**What the task requires**.
Please copy all of the material below line for line, leaving out the picture.

**Records to process**.
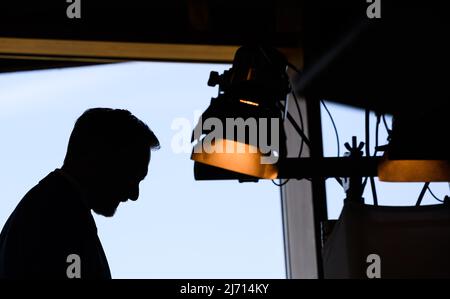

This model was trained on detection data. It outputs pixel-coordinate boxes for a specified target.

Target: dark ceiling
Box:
[0,0,450,112]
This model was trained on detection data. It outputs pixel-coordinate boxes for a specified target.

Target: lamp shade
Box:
[378,106,450,182]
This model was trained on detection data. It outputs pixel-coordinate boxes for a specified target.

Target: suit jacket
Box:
[0,170,111,279]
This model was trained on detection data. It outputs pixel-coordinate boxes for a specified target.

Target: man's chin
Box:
[92,206,117,217]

**Exercise solution**.
This model was trained on detection data. It outputs pixel-coordinate boxes for a specified target.

Target: dark ceiling
Box:
[0,0,450,112]
This model was trained on detection data. It outputs pixel-coordinate boxes for a specified target.

Target: lamp shade
Box:
[378,106,450,182]
This model was trained on detection data. It outputs pixel-coordinate boxes for a specified target.

Target: suit jacket
Box:
[0,170,111,279]
This model was trained on detection data. It outputs pixel-coordinate boxes for a specified target.

Target: man's chin
Box:
[92,206,117,217]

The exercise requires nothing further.